漏刻の人は水に命を受く。水涸るればすなわち降る。

水時計についている人は、水に生かされているのである。水が無くなれば動くこともできず低い位置に止まったままだ。

今度は「回り灯籠」(「影燈」)を思い出してください。回り灯籠は灯影のまわりに画像を回らせることによって、移動する影絵を映し出す。

影燈之人、受命於火。火熄則止。

影燈の人は火に命を受く。火熄(や)めばすなわち止まる。

回り灯籠に映し出される人は、火に生かされているのである。火が消えれば動くこともできずじっと止まったままだ。

ああ、いずれも

其昇降動止有制之者也。

その昇降・動止のこれを制する者有ればなり。

彼らの昇ったり下ったり動いたり止まったり、について、これらをコントロールするモノ(水と火)があるのだ。

―――自分で自分の生き方を判断できないやつらはダメですなあ。

―――わはははは。

―――おほほほほ。

と、今、みなさん笑いませんでしたかな?

ところが、

人之在声華勢利亦然、得則神王、失則気汨。

人の声・華・勢・利にありてもまた然り、得ればすなわち神王にして失えばすなわち気汨す。

われらニンゲンの名声、繁華、勢力、利益といったものについても同じではございませんか。これらも外部のものであるのに、これらを得た者は己れを神とも王者とも思い高ぶり、失った者は気力も萎えてしまうではないか。

元データ:
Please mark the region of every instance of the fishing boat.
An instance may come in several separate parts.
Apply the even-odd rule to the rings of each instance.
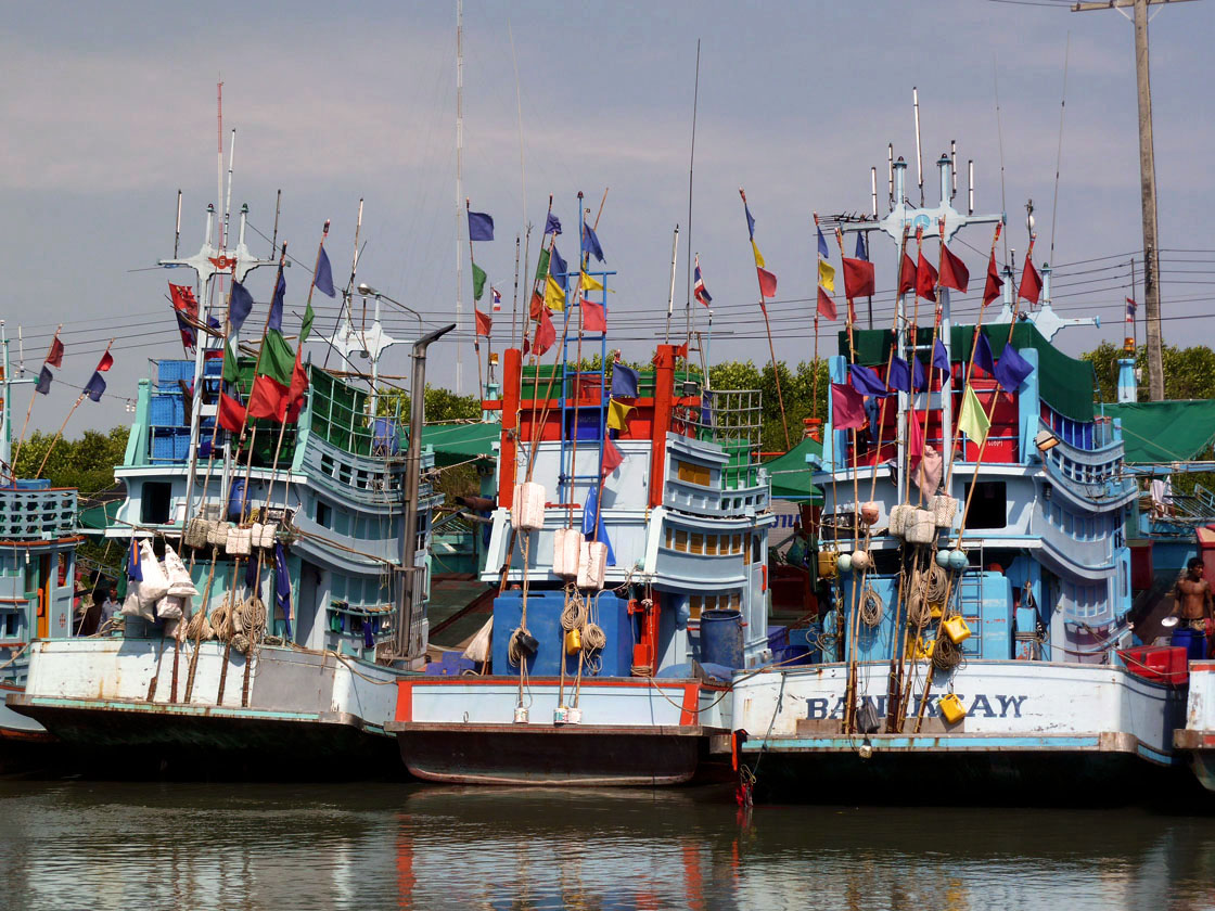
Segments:
[[[279,383],[282,407],[256,417],[270,349],[286,344],[270,328],[271,319],[281,324],[283,294],[276,292],[273,316],[253,307],[267,328],[241,347],[232,301],[253,304],[244,282],[264,265],[277,265],[275,287],[283,288],[287,258],[286,245],[266,260],[249,251],[247,213],[234,247],[222,234],[213,244],[210,206],[199,253],[162,261],[194,272],[193,288],[171,290],[196,351],[192,360],[154,361],[139,384],[114,471],[125,497],[102,531],[129,553],[117,628],[33,643],[24,692],[7,698],[6,712],[74,747],[86,770],[400,770],[384,724],[395,681],[422,664],[428,644],[430,514],[441,499],[431,488],[433,453],[420,435],[406,445],[400,414],[379,415],[377,384],[363,385],[354,352],[374,360],[394,340],[378,312],[355,329],[349,298],[330,340],[349,369],[323,369],[300,350],[292,381],[306,392],[290,401]],[[322,256],[323,241],[318,267]],[[311,299],[310,287],[309,316]],[[425,349],[442,332],[413,345],[423,385]],[[305,326],[299,349],[306,334]],[[288,345],[288,368],[290,357]]]
[[[1183,649],[1131,626],[1138,490],[1121,420],[1095,412],[1091,364],[1052,344],[1068,321],[1032,245],[1021,288],[1006,271],[984,319],[1001,295],[993,241],[979,319],[954,321],[967,278],[948,245],[976,223],[999,237],[1005,219],[974,215],[973,189],[954,209],[954,162],[937,164],[937,206],[908,200],[892,160],[889,213],[875,196],[872,217],[836,223],[841,254],[848,231],[893,241],[900,290],[891,329],[849,322],[830,361],[808,469],[825,498],[820,649],[735,675],[744,764],[769,793],[803,797],[1141,796],[1179,780],[1174,731],[1204,666],[1187,678]]]
[[[614,272],[559,270],[553,242],[538,287],[576,292],[553,309],[559,335],[547,306],[533,311],[526,361],[508,349],[502,397],[485,402],[502,420],[481,570],[492,617],[464,667],[397,681],[386,728],[428,781],[712,776],[728,678],[770,660],[759,392],[706,389],[682,366],[686,345],[659,345],[642,369],[611,357],[608,323],[587,330],[583,309],[606,313]],[[549,349],[555,363],[541,363]]]

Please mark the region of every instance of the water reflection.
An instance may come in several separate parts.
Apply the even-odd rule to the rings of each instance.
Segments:
[[[1141,810],[761,807],[722,791],[0,783],[24,909],[1183,909],[1215,827]]]

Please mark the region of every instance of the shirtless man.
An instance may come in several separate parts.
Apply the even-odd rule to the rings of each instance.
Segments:
[[[1202,633],[1206,632],[1206,618],[1215,618],[1215,605],[1211,602],[1211,587],[1203,578],[1203,561],[1200,558],[1192,558],[1186,564],[1188,572],[1177,581],[1174,595],[1177,604],[1172,609],[1172,615],[1181,619],[1191,629]]]

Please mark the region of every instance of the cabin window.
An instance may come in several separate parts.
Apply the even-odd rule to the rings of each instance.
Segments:
[[[967,528],[1004,528],[1008,525],[1007,486],[1004,481],[981,481],[966,487],[966,496],[971,498]],[[971,487],[974,488],[973,494]]]
[[[140,521],[145,525],[166,525],[173,500],[173,483],[145,481],[140,496]]]

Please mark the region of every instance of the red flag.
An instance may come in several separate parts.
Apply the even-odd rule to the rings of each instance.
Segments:
[[[843,258],[843,293],[847,298],[865,298],[874,293],[874,264]]]
[[[966,264],[955,256],[944,243],[940,244],[940,287],[966,293],[971,283],[971,272]]]
[[[923,298],[925,300],[934,301],[937,300],[937,292],[933,289],[937,287],[937,270],[932,267],[932,264],[923,258],[923,251],[920,253],[920,265],[915,271],[915,293],[916,295]]]
[[[612,471],[615,471],[617,468],[620,468],[620,463],[622,463],[623,460],[625,460],[625,457],[621,455],[620,449],[616,448],[616,443],[614,443],[611,441],[610,436],[605,436],[604,437],[604,459],[603,459],[603,469],[600,471],[600,475],[603,477],[608,477],[608,475],[610,475]]]
[[[819,316],[825,316],[827,319],[838,319],[840,315],[836,312],[835,301],[831,295],[827,294],[823,285],[819,285]]]
[[[244,426],[244,406],[230,396],[220,392],[220,426],[233,434],[239,434]]]
[[[983,288],[983,306],[999,298],[1001,288],[1004,288],[1004,279],[995,270],[995,250],[991,250],[991,259],[988,260],[988,283]]]
[[[903,254],[903,268],[899,270],[899,296],[915,290],[915,262],[908,254]]]
[[[249,394],[249,417],[282,420],[287,411],[287,392],[288,387],[271,377],[254,377],[253,392]]]
[[[1017,290],[1017,296],[1024,298],[1036,306],[1038,299],[1042,293],[1042,277],[1034,268],[1034,260],[1030,254],[1033,254],[1033,244],[1029,245],[1029,254],[1025,255],[1025,268],[1021,273],[1021,288]]]
[[[865,426],[865,396],[847,383],[831,384],[831,429],[854,430]]]
[[[608,332],[608,315],[603,304],[582,299],[582,327],[587,332]]]
[[[476,334],[490,338],[490,328],[493,326],[493,319],[490,318],[488,313],[482,313],[475,306],[473,307],[473,315],[476,317]]]
[[[543,355],[556,343],[556,329],[553,328],[553,317],[548,315],[548,307],[541,307],[539,324],[536,327],[536,341],[532,351],[536,356]]]
[[[775,298],[776,296],[776,276],[769,272],[767,268],[756,268],[759,275],[759,296],[761,298]]]

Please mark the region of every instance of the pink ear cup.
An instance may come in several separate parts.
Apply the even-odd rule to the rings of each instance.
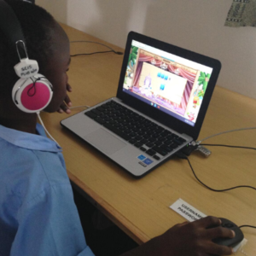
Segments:
[[[43,83],[37,82],[35,86],[31,84],[24,89],[20,96],[20,102],[26,108],[37,110],[46,107],[49,98],[49,87]]]

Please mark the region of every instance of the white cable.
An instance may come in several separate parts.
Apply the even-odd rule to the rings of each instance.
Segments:
[[[44,123],[43,123],[43,120],[42,120],[42,119],[41,119],[41,117],[40,117],[40,113],[39,113],[39,112],[37,112],[37,114],[38,114],[38,119],[40,120],[40,123],[41,123],[42,126],[44,127],[44,131],[46,131],[46,133],[49,136],[49,137],[50,137],[53,141],[55,141],[55,142],[56,143],[56,144],[57,144],[60,148],[61,148],[61,147],[60,146],[60,144],[53,138],[53,137],[49,133],[49,131],[48,131],[47,129],[45,128],[45,126],[44,126]]]
[[[113,50],[113,52],[116,53],[116,51],[113,48],[111,48],[111,47],[109,47],[109,46],[108,46],[104,44],[98,43],[98,42],[94,42],[94,41],[70,41],[70,43],[92,43],[92,44],[97,44],[106,46],[106,47],[108,47],[108,49],[110,49],[111,50]]]
[[[212,137],[215,137],[215,136],[218,136],[218,135],[221,135],[221,134],[224,134],[224,133],[228,133],[228,132],[232,132],[232,131],[243,131],[243,130],[253,130],[253,129],[256,129],[256,127],[247,127],[247,128],[241,128],[241,129],[236,129],[236,130],[230,130],[230,131],[222,131],[222,132],[219,132],[219,133],[217,133],[217,134],[213,134],[213,135],[211,135],[209,137],[207,137],[198,142],[196,142],[196,144],[199,145],[201,143],[201,142],[203,141],[206,141]]]

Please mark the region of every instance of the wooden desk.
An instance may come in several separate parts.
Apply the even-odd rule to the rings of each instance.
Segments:
[[[63,26],[70,40],[96,40]],[[122,50],[113,46],[116,50]],[[72,44],[72,54],[105,50],[94,44]],[[113,53],[72,58],[68,73],[73,106],[93,106],[115,96],[123,56]],[[78,113],[83,109],[73,110]],[[256,126],[256,101],[217,87],[199,139],[223,131]],[[169,208],[181,198],[204,212],[237,224],[256,225],[256,191],[239,189],[215,193],[201,185],[186,160],[173,159],[136,180],[92,147],[60,125],[66,114],[42,113],[45,125],[63,147],[69,177],[97,207],[138,243],[162,234],[184,221]],[[240,146],[256,146],[256,131],[228,133],[206,141]],[[189,157],[198,177],[208,186],[225,189],[247,184],[256,187],[256,152],[209,147],[209,158]],[[242,229],[248,240],[236,255],[256,254],[256,230]]]

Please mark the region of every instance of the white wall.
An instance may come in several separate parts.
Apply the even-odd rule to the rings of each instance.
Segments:
[[[232,2],[36,0],[58,21],[122,48],[133,30],[218,59],[218,84],[256,99],[256,27],[224,26]]]

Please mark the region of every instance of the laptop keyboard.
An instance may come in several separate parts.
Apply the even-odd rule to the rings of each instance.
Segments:
[[[155,160],[167,155],[186,142],[177,134],[113,101],[84,114]]]

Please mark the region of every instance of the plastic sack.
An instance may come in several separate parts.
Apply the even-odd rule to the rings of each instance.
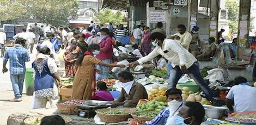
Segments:
[[[214,68],[207,71],[208,76],[204,79],[209,79],[211,83],[214,83],[216,80],[224,81],[223,70],[221,68]]]

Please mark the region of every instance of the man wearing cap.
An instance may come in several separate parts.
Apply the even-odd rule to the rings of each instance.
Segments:
[[[198,34],[199,28],[196,26],[193,27],[193,28],[190,32],[192,36],[191,42],[190,45],[190,52],[199,51],[200,48],[200,44],[201,40],[200,40],[199,34]]]

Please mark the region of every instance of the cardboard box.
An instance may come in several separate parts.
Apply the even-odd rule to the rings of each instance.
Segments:
[[[66,86],[62,87],[59,89],[59,96],[60,100],[66,101],[71,100],[72,96],[72,92],[73,89],[72,85],[69,85]]]

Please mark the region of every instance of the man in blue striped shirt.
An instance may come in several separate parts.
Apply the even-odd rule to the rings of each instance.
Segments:
[[[175,88],[169,89],[166,91],[166,96],[167,97],[167,101],[170,102],[174,99],[178,102],[182,102],[182,98],[181,97],[182,92],[180,89],[178,89]],[[174,115],[177,115],[179,113],[179,110],[176,111]],[[144,124],[147,125],[162,125],[165,124],[167,122],[167,119],[169,116],[169,107],[166,107],[164,109],[162,110],[158,115],[150,121],[147,121]]]
[[[26,40],[18,38],[14,47],[8,48],[4,55],[3,73],[8,71],[6,64],[10,59],[10,78],[13,84],[13,90],[15,97],[11,102],[21,102],[23,84],[25,76],[25,62],[30,60],[29,52],[24,48]]]

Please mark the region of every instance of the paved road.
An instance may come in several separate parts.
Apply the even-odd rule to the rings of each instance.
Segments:
[[[35,59],[36,51],[34,54],[31,54],[31,61],[26,63],[27,67],[31,67],[31,64]],[[9,61],[7,67],[9,70]],[[22,112],[25,112],[31,109],[31,96],[26,95],[25,85],[24,84],[22,100],[21,102],[11,102],[8,100],[14,98],[11,82],[10,79],[10,72],[3,74],[3,58],[0,58],[0,125],[6,125],[8,116],[11,114]]]

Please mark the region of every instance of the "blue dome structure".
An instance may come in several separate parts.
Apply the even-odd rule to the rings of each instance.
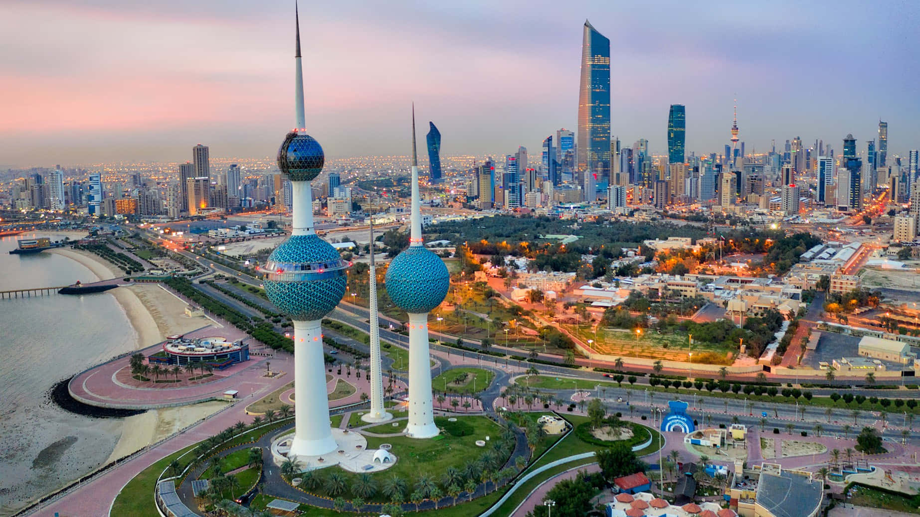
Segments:
[[[326,154],[319,142],[306,133],[291,131],[278,148],[278,168],[291,181],[311,181],[319,175]]]
[[[424,246],[409,246],[386,270],[386,293],[406,312],[423,314],[444,300],[450,278],[441,257]]]
[[[315,233],[293,235],[269,255],[265,294],[293,320],[322,320],[345,295],[349,263]]]

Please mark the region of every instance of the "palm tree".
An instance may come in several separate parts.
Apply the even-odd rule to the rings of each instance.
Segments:
[[[358,478],[351,484],[351,493],[360,498],[371,498],[377,491],[376,483],[370,474],[366,472],[358,476]],[[351,501],[354,504],[354,501]]]
[[[466,484],[464,485],[463,489],[466,492],[467,500],[471,500],[473,499],[473,494],[476,493],[476,489],[478,485],[477,484],[476,480],[473,479],[472,478],[466,479]]]
[[[288,404],[282,404],[281,407],[278,408],[278,413],[281,415],[281,418],[287,418],[291,416],[292,412],[293,412],[293,408]]]
[[[345,482],[345,478],[337,470],[333,470],[326,477],[326,481],[323,483],[323,488],[331,496],[338,496],[345,491],[348,488],[348,483]]]
[[[262,449],[253,447],[249,449],[249,466],[260,466],[262,465]]]
[[[302,470],[300,462],[295,459],[287,458],[282,463],[282,476],[284,478],[293,478]]]
[[[401,501],[403,494],[406,493],[406,480],[394,474],[384,481],[381,491],[385,496],[390,498],[390,500],[394,502]]]

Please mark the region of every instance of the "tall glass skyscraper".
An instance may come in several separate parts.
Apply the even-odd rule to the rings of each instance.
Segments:
[[[441,181],[441,131],[434,127],[434,122],[429,122],[431,129],[428,131],[428,181]]]
[[[668,113],[668,163],[683,163],[686,143],[686,111],[683,104],[671,105]]]
[[[610,178],[610,39],[584,20],[578,96],[578,168]]]

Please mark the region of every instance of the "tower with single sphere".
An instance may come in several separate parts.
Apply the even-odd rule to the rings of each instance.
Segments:
[[[296,13],[296,11],[295,11]],[[296,14],[295,19],[296,19]],[[274,252],[262,268],[265,293],[271,303],[293,320],[295,432],[290,457],[312,456],[337,448],[329,427],[323,339],[320,321],[345,294],[348,263],[313,229],[310,181],[323,170],[325,156],[319,142],[304,129],[304,78],[297,27],[295,115],[297,128],[284,137],[278,149],[278,167],[291,180],[291,237]]]
[[[419,195],[419,155],[415,141],[415,107],[412,108],[412,216],[408,248],[397,255],[386,270],[386,293],[393,303],[408,313],[408,423],[412,438],[438,434],[431,398],[428,313],[441,305],[450,287],[450,274],[441,257],[425,248],[421,239]]]

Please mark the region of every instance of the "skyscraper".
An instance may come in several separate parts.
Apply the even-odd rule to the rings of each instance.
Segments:
[[[89,174],[89,194],[86,195],[86,204],[89,206],[89,215],[101,216],[102,206],[102,174]]]
[[[178,165],[178,187],[182,195],[182,206],[181,209],[183,212],[189,211],[189,178],[195,177],[195,166],[191,164],[191,162],[186,162],[185,163],[179,163]]]
[[[668,113],[668,163],[683,163],[686,142],[686,111],[683,104],[671,105]]]
[[[48,174],[48,208],[63,210],[63,173],[60,170]]]
[[[880,167],[888,164],[888,122],[879,120],[879,157],[876,161]]]
[[[195,177],[208,178],[211,181],[211,160],[208,157],[208,146],[198,144],[191,148],[191,161],[195,164]]]
[[[296,15],[295,15],[296,17]],[[297,23],[295,21],[295,23]],[[329,427],[326,375],[320,323],[345,294],[349,264],[313,228],[310,181],[326,161],[319,142],[306,134],[304,79],[297,24],[294,114],[297,129],[289,132],[278,150],[278,167],[292,182],[291,237],[269,255],[262,273],[265,293],[271,303],[293,321],[294,436],[288,457],[316,456],[338,448]],[[417,187],[416,187],[417,188]],[[282,196],[282,192],[276,192]]]
[[[428,181],[441,182],[441,131],[434,127],[434,122],[429,122],[428,130]]]
[[[578,168],[610,176],[610,39],[584,20],[578,96]]]
[[[412,109],[412,217],[409,246],[386,270],[386,292],[408,313],[408,423],[410,438],[431,438],[440,433],[434,424],[431,398],[428,313],[441,305],[450,287],[450,273],[441,257],[424,246],[419,194],[419,160],[415,148],[415,108]],[[319,358],[322,365],[322,357]],[[325,377],[322,377],[325,380]],[[328,420],[328,417],[327,417]]]

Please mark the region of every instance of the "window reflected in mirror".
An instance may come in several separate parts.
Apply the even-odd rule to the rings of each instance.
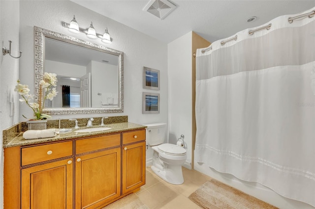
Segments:
[[[57,74],[58,79],[58,94],[45,108],[119,105],[117,55],[45,37],[44,71]]]

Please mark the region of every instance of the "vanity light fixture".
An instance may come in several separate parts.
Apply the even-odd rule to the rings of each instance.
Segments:
[[[103,34],[103,38],[102,38],[102,42],[105,44],[110,44],[112,42],[110,41],[110,36],[108,31],[107,31],[107,28],[105,29],[105,32]]]
[[[74,15],[73,15],[73,19],[71,21],[71,22],[70,22],[69,31],[74,33],[79,33],[79,32],[80,32],[80,30],[79,30],[79,25],[75,19],[75,16]]]
[[[95,39],[97,38],[96,32],[95,31],[94,27],[93,27],[93,24],[92,22],[91,22],[91,26],[90,26],[90,27],[88,29],[88,34],[87,34],[87,36],[91,39]]]
[[[85,33],[87,35],[87,36],[91,39],[96,39],[97,38],[99,38],[101,39],[101,40],[103,43],[105,44],[110,44],[112,43],[107,28],[106,28],[105,32],[102,35],[96,33],[92,22],[91,22],[91,25],[88,28],[85,29],[80,28],[79,27],[78,22],[75,19],[75,16],[73,15],[73,19],[70,23],[70,24],[64,22],[62,22],[62,24],[63,27],[68,28],[69,31],[71,32],[79,33],[81,32]]]

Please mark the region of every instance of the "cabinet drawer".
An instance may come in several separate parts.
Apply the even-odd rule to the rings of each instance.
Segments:
[[[126,144],[146,140],[146,130],[126,132],[123,133],[123,144]]]
[[[78,155],[120,145],[120,133],[77,139],[75,141],[75,154]]]
[[[73,155],[72,141],[22,148],[22,166],[52,159],[71,156]]]

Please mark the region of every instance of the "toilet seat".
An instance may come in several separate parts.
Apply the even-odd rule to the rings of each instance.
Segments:
[[[166,155],[182,156],[186,155],[186,150],[182,147],[173,144],[162,144],[158,146],[158,149],[160,152]]]

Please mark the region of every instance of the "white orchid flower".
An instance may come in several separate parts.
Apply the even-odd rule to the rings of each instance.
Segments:
[[[28,94],[30,92],[30,89],[27,85],[23,85],[18,83],[15,86],[14,91],[17,91],[19,94],[25,95]]]

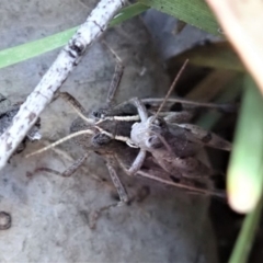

課題と演習:
#1 本文によれば、回り灯籠に映し出される人は火が消えるとどうなりますか。
#2 行のうち、「skyscraper」という文字列を含むものをすべて抜き出してください。大文字と小文字は区別します。
本文と各行は、それぞれ独立した別個の資料です。

解答:
#1 動くこともできず、じっと止まったままになる。

#2
Please mark the region of every instance of the "tall glass skyscraper".
Please mark the region of every instance of the "skyscraper".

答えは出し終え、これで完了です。